## Tasks and exercises
1. According to the gene expression passage, whose genome did the referenced pipeline use as its reference?
2. Extend the gene expression passage, picking up right after its final sentence.

Table 3 General statistics of the structural and functional annotation of the transcriptome

Additionally, the complete tables of relative gene expression obtained with de novo and referenced pipeline for each of the five tissues are also available in FigShare (https://doi.org/10.6084/m9.figshare.24174285). Gene expression quantification was performed both using Fragments Per Kilobase of Transcript Per Million (FKPM) and Transcripts Per Million (TPM) metrics. The gene IDs followed the gff annotation file. The count of genes with TPM and FKPM values > 1, for each tissue, as identified with the two methods, are displayed in Table 4. The de novo approach yielded a significantly higher number of transcripts with TPM and FPKM values > 1 than the approach using genome reference pipeline. This outcome is expected due to the differences underlying the two approaches. The referenced pipeline is based on complete genes, while the de novo pipeline is based on transcripts. Although the first approach is deemed as a more conservative and reliable approach, important information may be lost if the reference genome used belongs to a distinct species, as is the case herein, i.e., the T. thymallus genome. In this study, the de novo pipeline that used the T. ligericus transcriptome here produced as a reference limited the loss of species-specific information. On the other hand, while working with transcripts through the de novo pipeline it is inevitable to include, for example, different unigene entries for two non-contiguous reads that may belong to the same gene. Considering the different advantages that each of the approaches brings to the analyses, both results are provided.

## Dataset excerpts
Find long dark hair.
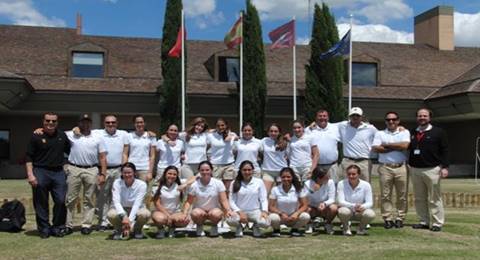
[152,165,183,201]
[279,167,303,193]
[267,123,288,151]
[185,117,208,143]
[233,160,255,193]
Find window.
[352,62,377,87]
[71,52,103,78]
[0,130,10,159]
[218,57,240,82]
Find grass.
[0,179,480,259]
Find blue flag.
[320,30,350,60]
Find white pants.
[227,209,270,228]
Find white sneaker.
[197,225,205,237]
[252,225,262,237]
[343,226,352,236]
[325,224,335,235]
[155,228,165,239]
[235,225,243,237]
[168,227,175,237]
[210,226,218,237]
[305,223,313,234]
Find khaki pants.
[65,165,98,228]
[97,167,121,226]
[410,166,445,227]
[378,164,408,221]
[338,207,375,229]
[227,209,270,228]
[107,208,150,234]
[338,158,372,182]
[317,163,340,184]
[268,212,310,229]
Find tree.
[243,0,267,136]
[304,4,346,122]
[159,0,186,131]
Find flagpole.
[180,9,186,131]
[292,16,297,120]
[348,14,353,113]
[238,12,244,137]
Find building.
[0,6,480,177]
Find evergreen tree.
[304,4,346,122]
[243,0,267,136]
[159,0,186,131]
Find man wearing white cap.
[339,107,378,182]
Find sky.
[0,0,480,47]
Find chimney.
[77,13,82,35]
[414,5,455,51]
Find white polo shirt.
[156,138,185,169]
[229,177,268,212]
[112,179,147,222]
[92,129,128,166]
[305,123,340,164]
[288,134,316,167]
[339,121,378,159]
[160,183,182,214]
[207,132,237,164]
[269,184,307,215]
[304,179,336,208]
[262,137,288,171]
[128,132,157,171]
[65,131,106,166]
[179,132,207,164]
[372,128,410,163]
[189,178,225,211]
[233,137,262,172]
[337,179,373,209]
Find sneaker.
[155,228,165,239]
[235,225,243,237]
[210,226,218,237]
[252,225,262,237]
[383,220,398,229]
[395,219,403,228]
[305,223,313,234]
[272,229,280,237]
[325,223,335,235]
[168,227,175,237]
[290,228,302,237]
[343,226,352,236]
[133,232,145,239]
[412,223,430,229]
[196,225,205,237]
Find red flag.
[268,20,295,50]
[168,28,187,58]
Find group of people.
[26,107,448,239]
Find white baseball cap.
[348,107,363,116]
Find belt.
[68,162,98,169]
[382,163,403,168]
[344,156,370,162]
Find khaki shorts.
[262,170,280,183]
[213,163,237,180]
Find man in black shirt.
[26,113,70,238]
[409,108,449,232]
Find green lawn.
[0,179,480,260]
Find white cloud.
[454,12,480,47]
[252,0,413,23]
[0,0,66,27]
[337,23,413,43]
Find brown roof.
[0,25,480,99]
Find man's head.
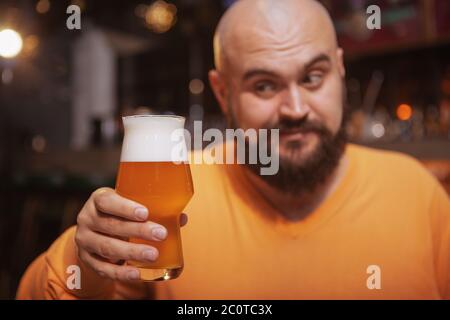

## Replies
1. The T. thymallus genome.

2.
Table 4 Results obtained from the relative gene expression analyses in the de novo and reference methods for the five tissues sampled

Conclusions

This is the first transcriptomic resource of T. ligericus, which is an important step forward considering that transcriptome assemblies are only available for a distinct Thymallus species, i.e., the European T. thymallus. Despite increasing research attention on the genomics of salmonids, whole genome assemblies are only available for a few species (e.g. Berthelot et al. 2014; Christensen et al. 2018a,b; Varadharajan et al. 2018). This is largely due to both the large size (ca. 3 Gb) and complexity of salmonid genomes, which experienced an ancestral event of whole genome duplication about 80 MY. Previous studies have shown that a quarter of the salmonid genome has undergone multiple lineage-specific re-diploidisation events and that part of it is still undergoing re-diploidisation (e.g. Robertson et al. 2017; Gundappa et al. 2022). These characteristics represent well-known hurdles for whole genome assemblies (see Carruthers et al. 2018). Under this scenario, transcriptomic resources may represent the most suitable and cost-effective solution to generate informative data at the whole genome level. By targeting solely transcribed regions, transcriptomes significantly reduce sequencing costs and facilitate the computational demand and accuracy of the assembly process (e.g., Wang et al. 2019). Moreover, transcriptomes provide fast, informative and valuable resources for meeting the demand for genomic tools to study threatened species (e.g., Connon et al. 2018). This is particularly important for understudied species whose conservation status is already at risk, such as many species of the Thymallus genus (Weiss et al. 2021). The importance of transcriptome resources as a tool to enhance the ever-developing field of conservation physiology has been previously demonstrated (e.g., Connon et al. 2018) and several works have shown how transcriptome data can be used to refine species management plans (e.g., Connon et al. 2012; Narum and Campbell 2015; Wellband and Heath 2017).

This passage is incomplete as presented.